* **PAGE EXCERPT**:
####
Xiaomi MI2 review

Meet the import-only enthusiast's smartphone.

You can't buy the Xiaomi MI2 outside of China, but as smartphones go it's such a remarkable product that we felt that it was worth some serious coverage. Indeed, Xiaomi itself is a fascinating company: little-known outside its homeland, it commands the same kind of reputation and customer commitment that Apple enjoys in the West. There's certainly a synergy in terms of company ethos: Xiaomi builds great products, satisfying and indeed exceeding the expectations of its ever-growing fanbase. The MI2 exemplifies that philosophy. On a physical level, it offers up a state-of-the-art product that holds its own against the likes of the HTC One, but it packs all of that power into a much smaller, more iPhone-like chassis. This is backed up by an innovative, custom OS that ranks as one of the best Android experiences money can buy.

First impressions on opening the box are positive. The MI2 has a very solid, robust chassis that feels dependable and long-lasting although it is clearly built to a cost. The kind of premium finish you get with the iPhone 5 and the HTC One isn't here - what we're dealing with is more akin to the Samsung Galaxy S3, particularly in terms of the plastic rear of the unit. The front of the device is another story though, consisting entirely of Dragontail glass - a competing Japanese version of the industry-standard Gorilla Glass.

The screen itself is a highlight. Sharp provides the 4.3-inch 1280x720 IPS display that offers up a retina-beating 342 pixels per inch. The picture is moderately bright, rich in colour, with temperature and saturation selectables available in the settings menu. It's up there with the iPhone 5's display, though white balance looks a touch off and the gamut isn't quite as wide. Under the screen you'll find three Android navigation buttons (not backlit but fashioned from highly reflective material - so easy to find in most lighting conditions). Under the home button is a multi-colour LED, illuminating for notifications and charging - again, the colours here can be adjusted in the settings. In addition to the front-facing camera, light and proximity sensors are also found here.
####
* **TASK LIST**:
**A.** Summarize the Xiaomi MI2 review in two sentences.
**B.** Extend the Xiaomi MI2 review, picking up right after its final sentence.

* **SUPPLIED MATERIAL**:
####
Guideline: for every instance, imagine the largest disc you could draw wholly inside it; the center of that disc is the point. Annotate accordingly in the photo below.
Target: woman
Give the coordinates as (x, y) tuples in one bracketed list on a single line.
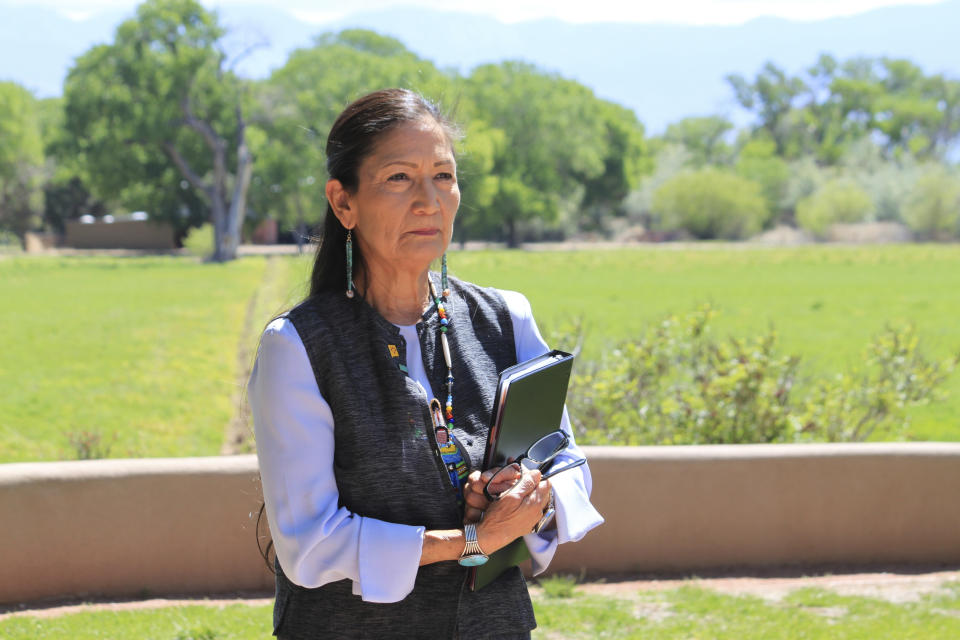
####
* **RESULTS OF THE TASKS**:
**A.** The Xiaomi MI2 is a China-only smartphone that packs state-of-the-art hardware rivaling the HTC One into a smaller, iPhone-like chassis, backed by a custom OS that ranks among the best Android experiences. Its plastic-backed body feels solid despite being built to a cost, and its front is covered in Dragontail glass over a sharp 4.3-inch 1280x720 IPS display from Sharp that is up there with the iPhone 5's screen.

**B.**
The rear plastic shell is a bit of a fingerprint magnet, but on our unit at least it's white in colour, so the smudges don't particularly show in the same way as something like the PlayStation Vita. You can always replace this element too if you want; there are even iPhone 5 clone back covers if you really want them. Removing the rear completely offers up our first big surprise - inside there's a 2000mAh battery that you can easily swap out. There's also a standard-sized SIM slot, meaning no rushing about replacing your card for a micro or nano variant. The only disappointment is the lack of MicroSD slot - so think carefully about storage space when considering a purchase. The MI2 is available in both 16GB and 32GB configurations.

Overall, the form factor of the Xiaomi MI2 is pleasing. It doesn't really rank alongside the premium devices out there but then its asking price is much, much lower and in term of its technological make-up it's got it where it counts. Battery life in particular is pretty impressive: we got six hours, 43 minutes of 720p video playback with screen and volume at 45 per cent - with 9 per cent battery capacity left at the end of the test. With light usage (25 minutes talk-time, 1.5 hours of downloading, 40 minutes of gaming, 3G always on), the battery lasted over three days, so we'd imagine that the standard battery should easily cope with a day of more strenuous activity.

Introducing MIUI

On top of the excellent spec and the basic value proposition, one of the key selling points of the MI2 is the MIUI 5 operating system. It's based on Android 4.1 but it's in a state of continual customisation. At the most basic level you get one of the most in-depth Android experiences on the market with unparalleled levels of customisation out of the box, but at the same time there's the ease of use and intuitive nature you'd usually associate with an iOS device.

By default you get an iPhone-style launcher, and you can customize the size of the grid and add widgets. Not impressed with the default look of the OS? No problem, the whole system supports themes that can completely change the look and feel of it. And if that level of customisation isn't impressive enough, you can mix and match elements of different themes, including icons, additional home screen layouts, sounds, wallpapers, notification drawer styles and much more.

You get some really useful apps by default, plus some genuinely useful, innovative functionality like the permission manager for apps. Let's say you've downloaded a game and it suddenly requests to send an SMS - you'll get a pop-up asking whether you want it to happen or not. Malware is a genuine threat on Android but this helps keep you fully in control. MIUI 5 also includes a network firewall, a call firewall with black lists, call recording and a lot of other decent stuff too.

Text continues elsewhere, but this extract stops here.